Print the lines below word for word, changing nothing.

★ ★ ★ ★ ★

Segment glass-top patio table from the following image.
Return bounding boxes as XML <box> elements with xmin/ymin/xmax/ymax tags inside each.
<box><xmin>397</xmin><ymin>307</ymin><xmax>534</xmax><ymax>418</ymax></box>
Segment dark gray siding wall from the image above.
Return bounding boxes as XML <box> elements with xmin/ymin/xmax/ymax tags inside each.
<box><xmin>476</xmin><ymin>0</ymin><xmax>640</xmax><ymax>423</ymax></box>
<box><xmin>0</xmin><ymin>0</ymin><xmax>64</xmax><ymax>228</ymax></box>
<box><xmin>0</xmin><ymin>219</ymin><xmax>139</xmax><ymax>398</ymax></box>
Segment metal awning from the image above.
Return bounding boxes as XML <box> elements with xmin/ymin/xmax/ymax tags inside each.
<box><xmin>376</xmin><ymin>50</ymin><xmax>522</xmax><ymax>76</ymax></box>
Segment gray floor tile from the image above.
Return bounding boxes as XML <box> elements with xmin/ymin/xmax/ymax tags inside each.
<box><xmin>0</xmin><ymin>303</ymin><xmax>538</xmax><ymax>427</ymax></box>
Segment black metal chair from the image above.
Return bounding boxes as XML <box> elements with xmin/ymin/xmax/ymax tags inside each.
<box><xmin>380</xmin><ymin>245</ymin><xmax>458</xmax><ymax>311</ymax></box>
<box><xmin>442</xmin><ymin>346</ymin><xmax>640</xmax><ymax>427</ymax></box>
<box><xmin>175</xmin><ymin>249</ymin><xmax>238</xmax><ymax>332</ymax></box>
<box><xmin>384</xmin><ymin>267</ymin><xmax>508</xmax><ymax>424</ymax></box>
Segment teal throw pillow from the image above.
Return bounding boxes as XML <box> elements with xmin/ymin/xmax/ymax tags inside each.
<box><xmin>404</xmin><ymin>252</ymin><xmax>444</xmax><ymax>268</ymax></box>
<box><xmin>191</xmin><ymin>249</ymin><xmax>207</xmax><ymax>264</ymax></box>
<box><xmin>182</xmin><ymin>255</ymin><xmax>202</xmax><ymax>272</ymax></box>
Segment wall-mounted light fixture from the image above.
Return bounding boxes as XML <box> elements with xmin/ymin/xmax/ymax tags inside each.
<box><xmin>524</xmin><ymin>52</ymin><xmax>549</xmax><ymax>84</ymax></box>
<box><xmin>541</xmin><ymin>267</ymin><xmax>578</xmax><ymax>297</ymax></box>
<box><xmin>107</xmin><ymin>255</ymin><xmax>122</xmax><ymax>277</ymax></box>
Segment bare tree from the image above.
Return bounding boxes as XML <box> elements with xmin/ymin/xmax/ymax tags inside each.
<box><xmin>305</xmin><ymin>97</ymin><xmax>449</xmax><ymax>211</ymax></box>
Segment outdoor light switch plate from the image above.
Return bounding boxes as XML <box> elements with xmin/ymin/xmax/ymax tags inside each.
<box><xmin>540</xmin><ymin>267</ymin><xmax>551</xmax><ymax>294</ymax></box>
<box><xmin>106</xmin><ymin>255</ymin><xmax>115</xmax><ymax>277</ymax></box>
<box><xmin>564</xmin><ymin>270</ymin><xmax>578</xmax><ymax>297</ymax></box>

★ ★ ★ ★ ★

(TASK ANSWER):
Segment glass-top patio table from the following image.
Return bounding boxes as XML <box> elements with xmin/ymin/xmax/ymax tags inside each.
<box><xmin>397</xmin><ymin>307</ymin><xmax>534</xmax><ymax>418</ymax></box>
Segment dark gray siding wall from the image above.
Return bounding boxes as XML <box> elements with xmin/ymin/xmax/ymax tags inside each.
<box><xmin>476</xmin><ymin>0</ymin><xmax>640</xmax><ymax>423</ymax></box>
<box><xmin>0</xmin><ymin>0</ymin><xmax>64</xmax><ymax>228</ymax></box>
<box><xmin>0</xmin><ymin>219</ymin><xmax>139</xmax><ymax>398</ymax></box>
Segment metal awning from the image above.
Return bounding boxes as XML <box> elements with xmin/ymin/xmax/ymax tags inside each.
<box><xmin>376</xmin><ymin>50</ymin><xmax>522</xmax><ymax>76</ymax></box>
Segment gray floor tile from the image above.
Return bounding boxes as XML <box> elements with xmin/ymin/xmax/ymax tags inside each.
<box><xmin>0</xmin><ymin>303</ymin><xmax>538</xmax><ymax>427</ymax></box>
Segment black metal chair from the image above.
Return bounding boxes as XML <box> elements with xmin/ymin/xmax/ymax tags inside each.
<box><xmin>380</xmin><ymin>245</ymin><xmax>458</xmax><ymax>311</ymax></box>
<box><xmin>442</xmin><ymin>346</ymin><xmax>640</xmax><ymax>427</ymax></box>
<box><xmin>175</xmin><ymin>249</ymin><xmax>238</xmax><ymax>332</ymax></box>
<box><xmin>384</xmin><ymin>267</ymin><xmax>508</xmax><ymax>424</ymax></box>
Segment teal throw pillow from the image above.
Return bounding boxes as XML <box> elements with xmin/ymin/xmax/ymax tags inside each.
<box><xmin>404</xmin><ymin>252</ymin><xmax>444</xmax><ymax>268</ymax></box>
<box><xmin>191</xmin><ymin>249</ymin><xmax>207</xmax><ymax>264</ymax></box>
<box><xmin>182</xmin><ymin>255</ymin><xmax>202</xmax><ymax>272</ymax></box>
Segment wall-mounted light fixture from the image above.
Return bounding boxes as XML <box> elements with xmin/ymin/xmax/ymax tags inside each.
<box><xmin>524</xmin><ymin>52</ymin><xmax>549</xmax><ymax>84</ymax></box>
<box><xmin>541</xmin><ymin>267</ymin><xmax>578</xmax><ymax>297</ymax></box>
<box><xmin>107</xmin><ymin>255</ymin><xmax>122</xmax><ymax>277</ymax></box>
Segment bare tree from the image above.
Return bounding boxes as XML <box> elements with xmin/ymin/xmax/ymax tags inside each.
<box><xmin>305</xmin><ymin>97</ymin><xmax>449</xmax><ymax>211</ymax></box>
Segment outdoor light switch plate from the image above.
Return bounding boxes as XML <box> elements with xmin/ymin/xmax/ymax tags inside each.
<box><xmin>540</xmin><ymin>267</ymin><xmax>551</xmax><ymax>294</ymax></box>
<box><xmin>106</xmin><ymin>255</ymin><xmax>115</xmax><ymax>277</ymax></box>
<box><xmin>564</xmin><ymin>270</ymin><xmax>578</xmax><ymax>297</ymax></box>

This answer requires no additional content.